(Object detection data)
★ ★ ★ ★

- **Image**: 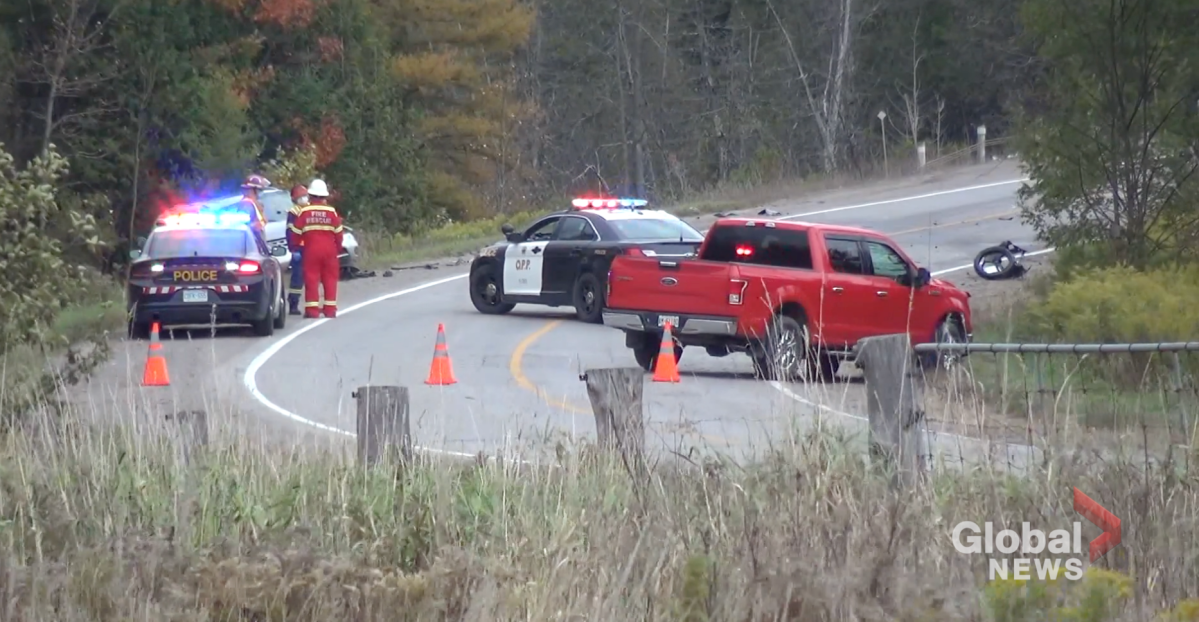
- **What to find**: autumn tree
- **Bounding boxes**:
[388,0,535,219]
[1019,0,1199,267]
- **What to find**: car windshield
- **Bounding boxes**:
[258,191,291,223]
[145,229,249,259]
[608,218,704,242]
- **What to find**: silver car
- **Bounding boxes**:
[259,188,359,270]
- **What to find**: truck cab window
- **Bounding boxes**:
[700,225,812,270]
[825,237,866,274]
[866,241,910,280]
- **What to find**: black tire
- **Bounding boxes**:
[129,321,150,340]
[572,272,604,324]
[920,315,966,372]
[632,333,682,372]
[275,288,288,331]
[470,264,516,315]
[753,315,812,382]
[252,286,279,337]
[975,246,1019,280]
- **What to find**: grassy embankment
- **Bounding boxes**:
[0,385,1199,622]
[939,252,1199,445]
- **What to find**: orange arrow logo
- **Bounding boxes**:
[1074,488,1120,563]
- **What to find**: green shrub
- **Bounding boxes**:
[1029,266,1199,343]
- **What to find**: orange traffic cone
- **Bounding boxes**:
[653,322,682,382]
[141,322,170,387]
[424,324,458,385]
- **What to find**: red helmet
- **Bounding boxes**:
[241,175,271,191]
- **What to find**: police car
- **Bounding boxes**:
[470,198,704,324]
[128,212,287,337]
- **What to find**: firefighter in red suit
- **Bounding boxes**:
[288,179,343,318]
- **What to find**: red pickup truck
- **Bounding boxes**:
[603,218,972,381]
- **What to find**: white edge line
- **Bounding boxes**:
[776,177,1029,221]
[242,177,1054,458]
[242,273,476,458]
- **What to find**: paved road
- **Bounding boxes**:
[72,160,1050,467]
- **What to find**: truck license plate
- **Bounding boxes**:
[183,289,209,302]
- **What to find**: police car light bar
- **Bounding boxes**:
[571,199,650,210]
[162,212,249,227]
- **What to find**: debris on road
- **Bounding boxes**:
[975,240,1029,280]
[342,266,378,280]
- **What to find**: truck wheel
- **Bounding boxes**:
[573,272,604,324]
[753,315,823,382]
[920,315,966,372]
[470,265,516,315]
[633,333,682,372]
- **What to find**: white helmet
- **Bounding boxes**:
[308,179,329,197]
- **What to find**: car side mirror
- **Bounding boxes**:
[916,267,933,288]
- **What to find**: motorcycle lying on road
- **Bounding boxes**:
[975,240,1029,280]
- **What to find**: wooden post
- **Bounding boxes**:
[351,386,412,466]
[167,410,209,466]
[579,367,645,469]
[978,126,987,164]
[857,334,928,485]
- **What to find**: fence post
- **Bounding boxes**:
[351,386,412,466]
[857,334,928,487]
[579,367,645,469]
[978,126,987,164]
[167,410,209,466]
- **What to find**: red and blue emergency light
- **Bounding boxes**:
[571,198,650,210]
[158,194,253,227]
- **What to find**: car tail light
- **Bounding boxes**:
[729,278,749,304]
[129,264,165,278]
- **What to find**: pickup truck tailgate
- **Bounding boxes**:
[607,255,736,315]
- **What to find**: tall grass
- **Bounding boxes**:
[0,369,1199,622]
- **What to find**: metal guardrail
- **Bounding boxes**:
[912,342,1199,355]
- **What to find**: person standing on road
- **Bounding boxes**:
[288,183,308,315]
[241,175,271,238]
[288,179,343,318]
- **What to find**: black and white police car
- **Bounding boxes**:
[128,212,287,338]
[470,198,704,324]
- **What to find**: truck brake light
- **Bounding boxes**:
[729,278,749,304]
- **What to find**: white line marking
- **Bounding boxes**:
[776,177,1029,221]
[242,177,1054,458]
[242,274,475,458]
[932,247,1056,277]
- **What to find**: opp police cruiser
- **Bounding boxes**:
[469,198,704,324]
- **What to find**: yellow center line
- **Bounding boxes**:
[508,320,739,447]
[508,320,591,415]
[887,210,1020,236]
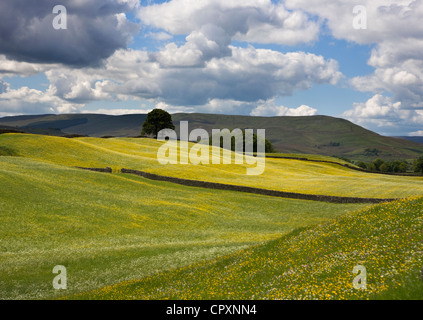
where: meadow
[0,156,362,299]
[70,198,423,300]
[0,134,423,299]
[0,134,423,198]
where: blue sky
[0,0,423,135]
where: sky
[0,0,423,136]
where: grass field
[0,134,423,198]
[73,198,423,300]
[0,157,362,299]
[0,134,423,299]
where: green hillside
[0,156,363,299]
[0,133,423,299]
[0,113,423,161]
[0,134,423,198]
[73,198,423,300]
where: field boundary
[121,168,398,204]
[266,155,421,177]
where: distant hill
[0,113,423,161]
[397,136,423,144]
[0,114,147,137]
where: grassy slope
[0,134,423,198]
[73,198,423,299]
[0,156,362,299]
[172,114,423,160]
[0,114,423,161]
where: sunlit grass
[73,198,423,300]
[0,158,363,299]
[0,134,423,198]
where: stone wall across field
[121,168,396,203]
[75,167,112,173]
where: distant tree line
[357,157,423,174]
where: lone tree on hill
[414,157,423,174]
[141,109,175,138]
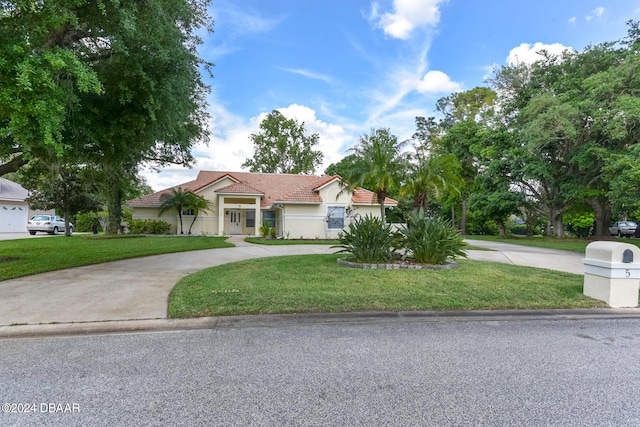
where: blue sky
[144,0,640,190]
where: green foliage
[242,110,323,174]
[74,212,102,232]
[0,0,212,237]
[342,129,407,222]
[399,209,467,264]
[258,221,271,238]
[158,187,192,234]
[129,219,171,234]
[332,214,396,264]
[563,212,596,238]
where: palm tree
[158,187,194,234]
[186,193,213,234]
[343,129,406,223]
[401,150,464,212]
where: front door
[229,209,242,234]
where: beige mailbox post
[582,242,640,308]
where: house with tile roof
[127,171,398,239]
[0,178,55,234]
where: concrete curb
[5,308,640,340]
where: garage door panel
[0,205,28,233]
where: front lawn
[169,255,606,318]
[0,234,234,280]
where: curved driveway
[0,239,582,328]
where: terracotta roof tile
[127,171,397,207]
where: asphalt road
[0,318,640,426]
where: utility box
[582,242,640,308]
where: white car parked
[27,215,73,236]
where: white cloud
[416,70,462,94]
[142,103,355,191]
[371,0,447,40]
[278,104,354,174]
[506,42,573,65]
[585,6,604,21]
[280,67,331,83]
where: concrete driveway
[466,240,584,274]
[0,239,582,328]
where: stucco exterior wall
[133,178,390,239]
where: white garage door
[0,205,29,233]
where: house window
[327,206,344,229]
[245,210,256,228]
[262,211,276,228]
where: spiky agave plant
[399,209,467,265]
[332,214,395,264]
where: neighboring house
[127,171,398,239]
[0,178,53,233]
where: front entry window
[245,210,256,228]
[262,211,276,228]
[327,206,344,229]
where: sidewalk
[0,236,604,336]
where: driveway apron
[0,240,582,326]
[0,245,335,326]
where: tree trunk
[549,206,564,238]
[105,174,122,234]
[586,196,611,236]
[460,199,467,235]
[451,206,456,228]
[496,219,507,238]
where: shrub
[258,221,271,239]
[74,212,101,232]
[333,214,395,264]
[129,219,171,234]
[399,209,467,264]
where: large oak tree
[0,0,211,232]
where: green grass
[0,235,233,280]
[169,255,606,318]
[244,237,339,246]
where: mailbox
[582,242,640,308]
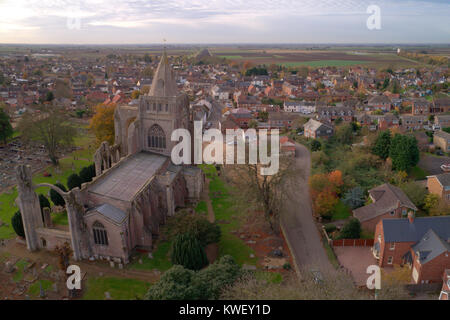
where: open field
[210,48,419,68]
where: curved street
[281,143,334,272]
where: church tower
[135,50,190,156]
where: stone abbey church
[16,53,204,263]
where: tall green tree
[0,108,14,143]
[67,173,83,190]
[372,130,391,160]
[171,233,208,270]
[11,211,25,238]
[389,134,420,171]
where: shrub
[50,183,67,206]
[145,265,200,300]
[171,233,208,270]
[339,218,361,239]
[67,173,83,190]
[342,187,364,209]
[325,223,337,233]
[195,256,241,299]
[311,140,322,151]
[80,164,95,183]
[11,211,25,238]
[145,256,241,300]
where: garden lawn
[203,166,256,265]
[83,277,150,300]
[408,166,429,180]
[28,279,53,298]
[128,241,172,271]
[331,200,350,221]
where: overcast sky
[0,0,450,44]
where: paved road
[281,144,333,272]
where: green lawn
[128,241,172,271]
[255,271,283,283]
[408,166,429,180]
[13,260,28,282]
[0,126,94,239]
[202,166,256,265]
[28,279,53,298]
[195,201,208,214]
[83,277,150,300]
[331,200,350,221]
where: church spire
[148,42,177,97]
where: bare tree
[19,107,77,165]
[225,157,300,234]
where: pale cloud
[0,0,450,43]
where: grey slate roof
[92,203,127,223]
[353,183,417,222]
[435,173,450,188]
[382,216,450,242]
[412,229,450,264]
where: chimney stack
[408,211,414,224]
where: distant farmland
[279,60,367,67]
[210,48,417,68]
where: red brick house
[411,99,430,115]
[353,183,417,232]
[367,95,392,112]
[427,173,450,204]
[439,269,450,300]
[372,213,450,283]
[280,136,295,157]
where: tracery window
[148,124,166,149]
[92,221,108,246]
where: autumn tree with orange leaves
[309,170,344,219]
[89,103,116,145]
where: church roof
[89,152,168,201]
[94,203,127,223]
[148,50,177,97]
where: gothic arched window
[92,221,108,246]
[148,124,166,149]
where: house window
[92,221,108,246]
[147,124,166,149]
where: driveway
[281,143,334,272]
[333,247,377,286]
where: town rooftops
[368,94,391,105]
[427,173,450,188]
[353,183,417,222]
[303,119,333,131]
[434,130,450,140]
[412,229,450,264]
[382,216,450,242]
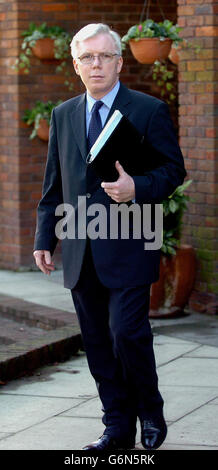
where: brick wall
[0,0,177,269]
[178,0,218,313]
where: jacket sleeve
[34,110,63,254]
[133,102,186,203]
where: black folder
[86,110,145,182]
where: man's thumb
[115,160,125,175]
[44,250,51,264]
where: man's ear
[73,59,80,75]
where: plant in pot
[149,180,196,318]
[22,100,62,141]
[122,19,182,64]
[13,22,72,90]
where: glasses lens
[79,52,117,65]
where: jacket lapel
[105,83,131,124]
[70,93,88,161]
[70,83,131,161]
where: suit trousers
[71,239,163,438]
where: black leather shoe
[141,417,167,450]
[82,434,135,452]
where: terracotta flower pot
[129,38,172,64]
[149,245,196,318]
[37,119,49,141]
[169,46,181,65]
[32,38,55,59]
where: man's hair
[70,23,122,59]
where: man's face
[73,34,123,99]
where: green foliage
[12,23,73,90]
[22,100,62,139]
[122,19,182,49]
[161,180,192,255]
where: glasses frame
[77,52,120,65]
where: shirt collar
[86,80,120,113]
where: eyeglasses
[78,52,119,65]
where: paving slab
[0,417,104,450]
[4,366,97,398]
[168,402,218,447]
[154,340,199,366]
[184,345,218,359]
[158,357,218,388]
[158,385,218,422]
[0,393,84,439]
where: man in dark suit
[34,24,186,452]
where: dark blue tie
[88,101,103,151]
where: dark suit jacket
[34,84,186,289]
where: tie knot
[92,101,103,113]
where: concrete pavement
[0,271,218,450]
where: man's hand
[101,161,135,202]
[33,250,55,274]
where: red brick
[196,26,218,37]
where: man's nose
[92,55,101,67]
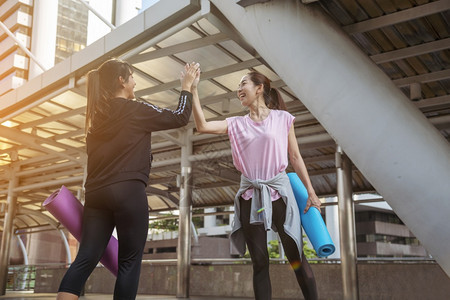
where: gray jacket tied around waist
[230,171,303,257]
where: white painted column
[28,0,58,79]
[115,0,142,26]
[86,0,113,45]
[210,0,450,275]
[203,207,216,229]
[325,197,341,258]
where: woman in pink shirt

★ ★ ★ ★

Instructions to follow = Reproduce everything in the listing from the line containing "- **What to find**: truck brake light" down to the line containing "[0,0,423,136]", both included, omitting the picture from your answer.

Worked answer =
- **What to find**: truck brake light
- **Bounding boxes**:
[729,278,749,304]
- **What to find**: white line marking
- **Bounding boxes**:
[776,177,1029,221]
[242,177,1054,458]
[242,274,475,458]
[932,247,1056,277]
- **What to find**: opp police cruiser
- **Bounding boxes**:
[469,198,704,324]
- **What to find**: yellow center line
- **Bounding boxes**:
[508,320,739,447]
[508,320,591,415]
[887,210,1020,236]
where: meadow
[0,156,362,299]
[70,198,423,300]
[0,134,423,299]
[0,134,423,198]
where: blue sky
[0,0,423,135]
where: sky
[0,0,423,136]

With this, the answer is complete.